(Saved entries)
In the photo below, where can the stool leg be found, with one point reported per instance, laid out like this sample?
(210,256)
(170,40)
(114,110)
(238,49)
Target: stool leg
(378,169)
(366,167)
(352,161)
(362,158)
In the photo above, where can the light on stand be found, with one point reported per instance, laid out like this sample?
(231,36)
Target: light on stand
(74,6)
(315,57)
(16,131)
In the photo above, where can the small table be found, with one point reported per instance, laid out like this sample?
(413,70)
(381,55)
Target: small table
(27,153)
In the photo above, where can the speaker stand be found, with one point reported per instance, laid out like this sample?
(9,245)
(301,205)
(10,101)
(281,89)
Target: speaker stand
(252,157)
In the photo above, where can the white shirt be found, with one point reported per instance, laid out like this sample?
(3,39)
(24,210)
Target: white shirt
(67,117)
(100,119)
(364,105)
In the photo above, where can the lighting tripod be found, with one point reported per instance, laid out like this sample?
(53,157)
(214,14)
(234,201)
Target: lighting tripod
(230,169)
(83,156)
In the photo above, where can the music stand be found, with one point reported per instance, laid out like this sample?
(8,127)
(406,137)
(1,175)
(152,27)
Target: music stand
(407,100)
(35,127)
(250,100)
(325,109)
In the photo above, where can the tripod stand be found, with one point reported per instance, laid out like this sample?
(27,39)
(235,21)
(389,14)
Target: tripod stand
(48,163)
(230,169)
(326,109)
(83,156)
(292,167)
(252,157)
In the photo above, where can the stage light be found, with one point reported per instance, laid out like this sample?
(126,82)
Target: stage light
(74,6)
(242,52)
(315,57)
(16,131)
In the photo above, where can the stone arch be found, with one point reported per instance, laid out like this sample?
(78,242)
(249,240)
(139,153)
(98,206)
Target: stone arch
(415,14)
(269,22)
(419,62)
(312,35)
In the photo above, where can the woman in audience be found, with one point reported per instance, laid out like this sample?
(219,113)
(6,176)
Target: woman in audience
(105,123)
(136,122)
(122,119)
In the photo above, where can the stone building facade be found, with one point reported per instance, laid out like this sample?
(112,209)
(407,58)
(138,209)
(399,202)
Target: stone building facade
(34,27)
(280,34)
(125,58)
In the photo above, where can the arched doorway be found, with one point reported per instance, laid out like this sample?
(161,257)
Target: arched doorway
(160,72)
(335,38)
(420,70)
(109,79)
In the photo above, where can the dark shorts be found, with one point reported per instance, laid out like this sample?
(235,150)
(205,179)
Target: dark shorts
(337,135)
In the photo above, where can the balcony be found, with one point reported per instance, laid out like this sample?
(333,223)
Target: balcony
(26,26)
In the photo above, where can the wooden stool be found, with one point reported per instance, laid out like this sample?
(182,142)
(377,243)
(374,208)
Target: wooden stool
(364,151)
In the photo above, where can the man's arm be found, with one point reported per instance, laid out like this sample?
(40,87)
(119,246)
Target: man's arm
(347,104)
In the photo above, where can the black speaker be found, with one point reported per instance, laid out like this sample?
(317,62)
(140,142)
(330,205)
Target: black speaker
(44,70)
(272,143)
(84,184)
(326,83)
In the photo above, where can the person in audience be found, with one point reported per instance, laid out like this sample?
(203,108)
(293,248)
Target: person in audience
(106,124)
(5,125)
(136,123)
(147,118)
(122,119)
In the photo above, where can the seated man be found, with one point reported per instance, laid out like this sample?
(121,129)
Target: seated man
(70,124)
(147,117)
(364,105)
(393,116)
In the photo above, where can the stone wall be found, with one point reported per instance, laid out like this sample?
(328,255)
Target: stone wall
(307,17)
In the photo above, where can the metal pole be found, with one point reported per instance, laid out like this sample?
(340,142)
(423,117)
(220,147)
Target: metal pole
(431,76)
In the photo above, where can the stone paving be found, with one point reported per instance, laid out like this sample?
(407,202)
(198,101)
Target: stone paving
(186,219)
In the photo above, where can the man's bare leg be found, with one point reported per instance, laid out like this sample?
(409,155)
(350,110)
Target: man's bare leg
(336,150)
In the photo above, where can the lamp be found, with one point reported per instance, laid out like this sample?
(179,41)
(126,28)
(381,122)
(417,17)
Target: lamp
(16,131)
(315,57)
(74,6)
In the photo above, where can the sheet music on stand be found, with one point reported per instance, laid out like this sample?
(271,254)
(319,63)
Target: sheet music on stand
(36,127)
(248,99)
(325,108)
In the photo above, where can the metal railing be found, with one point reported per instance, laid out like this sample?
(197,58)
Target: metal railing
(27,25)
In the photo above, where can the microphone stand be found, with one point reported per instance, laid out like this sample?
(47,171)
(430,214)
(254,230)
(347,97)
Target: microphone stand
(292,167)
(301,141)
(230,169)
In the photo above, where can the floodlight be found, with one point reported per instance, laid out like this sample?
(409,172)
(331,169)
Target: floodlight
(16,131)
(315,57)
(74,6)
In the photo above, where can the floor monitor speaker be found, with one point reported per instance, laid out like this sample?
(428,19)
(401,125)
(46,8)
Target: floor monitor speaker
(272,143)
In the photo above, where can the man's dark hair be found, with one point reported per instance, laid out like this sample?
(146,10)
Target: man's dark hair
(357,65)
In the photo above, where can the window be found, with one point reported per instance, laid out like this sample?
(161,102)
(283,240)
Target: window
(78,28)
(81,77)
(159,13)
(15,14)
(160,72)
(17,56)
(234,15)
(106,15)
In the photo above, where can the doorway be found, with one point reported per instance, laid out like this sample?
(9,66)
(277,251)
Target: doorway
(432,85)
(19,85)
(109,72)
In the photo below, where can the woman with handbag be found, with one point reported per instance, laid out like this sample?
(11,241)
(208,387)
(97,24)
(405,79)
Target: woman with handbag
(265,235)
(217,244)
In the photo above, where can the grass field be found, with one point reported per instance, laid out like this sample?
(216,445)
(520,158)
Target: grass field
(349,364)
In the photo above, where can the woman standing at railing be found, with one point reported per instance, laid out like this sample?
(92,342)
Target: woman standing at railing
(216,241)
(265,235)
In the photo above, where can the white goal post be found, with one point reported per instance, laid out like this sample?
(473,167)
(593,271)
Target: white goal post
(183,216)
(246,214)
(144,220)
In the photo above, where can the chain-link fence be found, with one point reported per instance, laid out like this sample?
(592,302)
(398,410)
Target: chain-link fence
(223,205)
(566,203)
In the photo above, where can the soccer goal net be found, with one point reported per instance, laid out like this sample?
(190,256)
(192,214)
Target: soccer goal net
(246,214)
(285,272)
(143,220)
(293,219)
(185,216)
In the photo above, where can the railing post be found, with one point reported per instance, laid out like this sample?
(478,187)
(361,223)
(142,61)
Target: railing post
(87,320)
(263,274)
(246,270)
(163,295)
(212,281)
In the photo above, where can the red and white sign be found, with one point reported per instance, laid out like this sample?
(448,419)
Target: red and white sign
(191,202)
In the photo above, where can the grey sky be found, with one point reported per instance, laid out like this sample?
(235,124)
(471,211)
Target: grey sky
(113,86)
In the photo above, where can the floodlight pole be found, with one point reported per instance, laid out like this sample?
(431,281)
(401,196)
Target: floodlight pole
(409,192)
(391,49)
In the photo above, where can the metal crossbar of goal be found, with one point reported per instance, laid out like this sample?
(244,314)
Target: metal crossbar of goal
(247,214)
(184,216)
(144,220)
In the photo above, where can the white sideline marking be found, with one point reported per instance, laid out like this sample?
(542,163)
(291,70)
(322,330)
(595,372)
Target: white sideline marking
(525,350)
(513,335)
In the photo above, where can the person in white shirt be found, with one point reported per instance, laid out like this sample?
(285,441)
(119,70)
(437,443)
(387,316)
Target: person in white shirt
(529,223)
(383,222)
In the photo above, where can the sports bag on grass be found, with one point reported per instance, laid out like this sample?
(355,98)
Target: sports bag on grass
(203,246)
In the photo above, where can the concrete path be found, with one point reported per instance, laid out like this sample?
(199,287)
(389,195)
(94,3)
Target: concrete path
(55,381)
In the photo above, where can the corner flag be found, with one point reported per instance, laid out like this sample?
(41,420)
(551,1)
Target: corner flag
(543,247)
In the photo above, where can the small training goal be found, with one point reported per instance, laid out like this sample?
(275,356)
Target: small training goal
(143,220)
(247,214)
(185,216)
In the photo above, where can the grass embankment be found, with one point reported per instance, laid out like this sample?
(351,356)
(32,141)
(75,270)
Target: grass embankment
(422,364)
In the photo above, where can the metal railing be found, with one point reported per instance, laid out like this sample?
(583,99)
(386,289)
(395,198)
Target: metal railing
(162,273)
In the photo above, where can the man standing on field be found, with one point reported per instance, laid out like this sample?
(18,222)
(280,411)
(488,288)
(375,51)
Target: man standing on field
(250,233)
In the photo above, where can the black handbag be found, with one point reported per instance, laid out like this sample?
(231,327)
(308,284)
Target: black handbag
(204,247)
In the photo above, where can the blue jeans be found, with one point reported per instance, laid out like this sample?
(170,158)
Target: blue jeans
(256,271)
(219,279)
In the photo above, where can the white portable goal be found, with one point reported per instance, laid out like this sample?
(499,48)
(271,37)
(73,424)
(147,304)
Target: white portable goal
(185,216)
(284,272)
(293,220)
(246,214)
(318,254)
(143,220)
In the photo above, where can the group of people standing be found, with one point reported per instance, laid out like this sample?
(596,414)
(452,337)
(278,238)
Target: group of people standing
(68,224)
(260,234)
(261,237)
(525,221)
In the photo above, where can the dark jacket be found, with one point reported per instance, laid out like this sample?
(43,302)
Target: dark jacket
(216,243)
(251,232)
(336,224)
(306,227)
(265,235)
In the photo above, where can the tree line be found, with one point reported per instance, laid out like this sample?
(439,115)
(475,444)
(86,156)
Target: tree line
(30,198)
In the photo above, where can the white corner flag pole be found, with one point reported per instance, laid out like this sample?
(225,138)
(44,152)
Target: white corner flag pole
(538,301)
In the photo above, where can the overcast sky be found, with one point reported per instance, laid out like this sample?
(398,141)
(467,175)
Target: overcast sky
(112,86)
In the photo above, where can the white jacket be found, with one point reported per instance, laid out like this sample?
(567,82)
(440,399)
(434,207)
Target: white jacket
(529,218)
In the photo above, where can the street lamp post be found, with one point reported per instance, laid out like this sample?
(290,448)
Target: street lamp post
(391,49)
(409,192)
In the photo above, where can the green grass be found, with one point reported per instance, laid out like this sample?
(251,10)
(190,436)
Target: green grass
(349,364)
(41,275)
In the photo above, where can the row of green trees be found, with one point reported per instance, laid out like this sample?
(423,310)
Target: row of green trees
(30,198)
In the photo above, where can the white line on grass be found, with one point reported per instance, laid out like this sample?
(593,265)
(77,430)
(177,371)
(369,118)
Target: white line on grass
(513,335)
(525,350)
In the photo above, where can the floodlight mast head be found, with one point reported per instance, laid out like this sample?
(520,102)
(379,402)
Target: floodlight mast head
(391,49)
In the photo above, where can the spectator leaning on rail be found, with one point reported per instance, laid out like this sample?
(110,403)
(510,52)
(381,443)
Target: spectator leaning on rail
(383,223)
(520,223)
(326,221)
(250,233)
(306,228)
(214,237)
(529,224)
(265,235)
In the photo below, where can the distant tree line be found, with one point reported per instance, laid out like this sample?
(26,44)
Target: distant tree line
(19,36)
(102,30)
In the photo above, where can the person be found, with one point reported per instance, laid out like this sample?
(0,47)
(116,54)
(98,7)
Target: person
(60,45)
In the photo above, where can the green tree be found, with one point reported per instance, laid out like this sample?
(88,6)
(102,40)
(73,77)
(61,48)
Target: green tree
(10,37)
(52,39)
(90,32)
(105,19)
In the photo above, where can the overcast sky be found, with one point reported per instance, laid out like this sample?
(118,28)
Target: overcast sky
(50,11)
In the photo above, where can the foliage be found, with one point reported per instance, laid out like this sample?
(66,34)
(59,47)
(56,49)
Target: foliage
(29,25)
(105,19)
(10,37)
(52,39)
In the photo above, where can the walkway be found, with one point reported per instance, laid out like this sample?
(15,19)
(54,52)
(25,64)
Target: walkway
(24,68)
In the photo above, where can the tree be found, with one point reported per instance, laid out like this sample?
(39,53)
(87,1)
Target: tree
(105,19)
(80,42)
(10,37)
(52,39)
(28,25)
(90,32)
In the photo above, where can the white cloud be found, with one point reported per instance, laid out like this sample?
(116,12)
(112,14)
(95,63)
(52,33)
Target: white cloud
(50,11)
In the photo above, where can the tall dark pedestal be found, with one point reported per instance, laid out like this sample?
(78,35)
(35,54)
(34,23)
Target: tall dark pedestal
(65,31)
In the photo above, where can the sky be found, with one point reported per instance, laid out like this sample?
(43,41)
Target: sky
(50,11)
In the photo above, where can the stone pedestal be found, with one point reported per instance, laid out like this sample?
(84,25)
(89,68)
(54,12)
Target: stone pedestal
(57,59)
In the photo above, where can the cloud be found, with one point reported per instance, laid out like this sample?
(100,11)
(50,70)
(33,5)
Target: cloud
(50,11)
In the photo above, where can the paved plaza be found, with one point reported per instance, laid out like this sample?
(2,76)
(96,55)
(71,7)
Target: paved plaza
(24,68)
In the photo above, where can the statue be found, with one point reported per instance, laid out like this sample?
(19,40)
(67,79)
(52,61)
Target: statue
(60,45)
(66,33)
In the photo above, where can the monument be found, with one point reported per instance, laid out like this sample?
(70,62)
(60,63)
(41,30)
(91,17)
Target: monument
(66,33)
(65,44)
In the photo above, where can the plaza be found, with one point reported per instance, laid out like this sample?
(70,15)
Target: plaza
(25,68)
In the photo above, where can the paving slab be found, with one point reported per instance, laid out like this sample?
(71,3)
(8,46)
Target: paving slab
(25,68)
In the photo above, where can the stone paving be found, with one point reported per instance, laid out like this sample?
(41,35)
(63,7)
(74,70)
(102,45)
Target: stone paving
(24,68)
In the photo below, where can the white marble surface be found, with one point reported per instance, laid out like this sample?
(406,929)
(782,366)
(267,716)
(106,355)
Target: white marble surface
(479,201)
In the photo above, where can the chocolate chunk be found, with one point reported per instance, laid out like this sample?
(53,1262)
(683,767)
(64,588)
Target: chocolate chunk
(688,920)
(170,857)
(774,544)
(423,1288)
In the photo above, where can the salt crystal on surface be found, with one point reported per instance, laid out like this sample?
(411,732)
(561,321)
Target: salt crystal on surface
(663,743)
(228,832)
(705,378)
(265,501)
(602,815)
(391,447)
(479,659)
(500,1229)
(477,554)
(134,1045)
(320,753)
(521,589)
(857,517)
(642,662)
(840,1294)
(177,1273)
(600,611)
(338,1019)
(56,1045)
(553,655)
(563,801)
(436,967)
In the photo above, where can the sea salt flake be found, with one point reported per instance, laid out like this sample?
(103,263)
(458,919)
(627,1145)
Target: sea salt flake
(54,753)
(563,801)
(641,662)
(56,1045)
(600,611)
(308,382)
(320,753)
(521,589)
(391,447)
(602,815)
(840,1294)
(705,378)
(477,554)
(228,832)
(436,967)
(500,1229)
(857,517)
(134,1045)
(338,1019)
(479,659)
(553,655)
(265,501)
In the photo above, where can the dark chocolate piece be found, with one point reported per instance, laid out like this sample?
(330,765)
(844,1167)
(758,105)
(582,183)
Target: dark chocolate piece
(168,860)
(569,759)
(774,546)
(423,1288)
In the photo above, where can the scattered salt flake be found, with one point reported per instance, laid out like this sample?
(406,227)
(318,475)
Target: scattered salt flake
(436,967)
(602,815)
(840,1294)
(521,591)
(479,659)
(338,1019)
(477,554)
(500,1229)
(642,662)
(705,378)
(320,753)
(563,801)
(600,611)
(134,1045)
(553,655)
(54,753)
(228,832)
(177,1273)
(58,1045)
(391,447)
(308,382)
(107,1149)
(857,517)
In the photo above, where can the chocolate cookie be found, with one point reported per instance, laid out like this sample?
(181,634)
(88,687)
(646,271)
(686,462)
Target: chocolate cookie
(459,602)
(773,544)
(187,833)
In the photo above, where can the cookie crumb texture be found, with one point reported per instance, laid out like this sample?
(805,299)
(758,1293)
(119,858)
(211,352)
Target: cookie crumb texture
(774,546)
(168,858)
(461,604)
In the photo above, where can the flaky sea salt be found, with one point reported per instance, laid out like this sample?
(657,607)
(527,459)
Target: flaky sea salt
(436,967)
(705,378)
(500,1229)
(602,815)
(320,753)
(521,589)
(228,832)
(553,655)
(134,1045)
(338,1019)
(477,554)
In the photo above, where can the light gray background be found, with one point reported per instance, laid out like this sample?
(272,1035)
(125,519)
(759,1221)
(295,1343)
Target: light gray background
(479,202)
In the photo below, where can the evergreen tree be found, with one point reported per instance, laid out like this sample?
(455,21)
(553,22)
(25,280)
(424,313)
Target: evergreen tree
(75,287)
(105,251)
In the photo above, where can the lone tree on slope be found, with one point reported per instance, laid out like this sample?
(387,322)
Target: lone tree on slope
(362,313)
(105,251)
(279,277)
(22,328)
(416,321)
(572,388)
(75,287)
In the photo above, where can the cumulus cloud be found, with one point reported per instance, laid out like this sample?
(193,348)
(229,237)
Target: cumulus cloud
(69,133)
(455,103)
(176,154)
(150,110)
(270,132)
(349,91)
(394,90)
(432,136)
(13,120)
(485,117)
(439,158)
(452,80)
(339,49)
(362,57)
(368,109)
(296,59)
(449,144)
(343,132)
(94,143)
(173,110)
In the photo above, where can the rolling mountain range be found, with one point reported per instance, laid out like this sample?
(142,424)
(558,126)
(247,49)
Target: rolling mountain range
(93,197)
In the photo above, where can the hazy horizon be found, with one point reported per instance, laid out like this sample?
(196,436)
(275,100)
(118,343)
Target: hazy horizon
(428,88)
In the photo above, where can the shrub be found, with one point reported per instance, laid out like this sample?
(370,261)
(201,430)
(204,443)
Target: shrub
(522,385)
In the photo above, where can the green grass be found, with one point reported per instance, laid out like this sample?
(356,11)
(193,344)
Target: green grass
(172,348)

(GOAL):
Exactly as written, give again every line from the one containing "In the photo above, where can the hazy" through the last line of the material above, and no other lines.

(SOLUTION FOR THIS TASK):
In the photo above, where can the hazy horizon be found, with one point reported per instance, laid out like this sample?
(196,436)
(275,100)
(118,343)
Target: hazy horizon
(428,88)
In the photo above, where can the shrub be found, with one point reported per instance, laid out like this sample?
(370,261)
(201,430)
(204,443)
Target: shrub
(522,385)
In the photo above, where can the green grass be found, with one point reported per instance, laid out like this sample?
(356,11)
(193,344)
Target: green grass
(172,348)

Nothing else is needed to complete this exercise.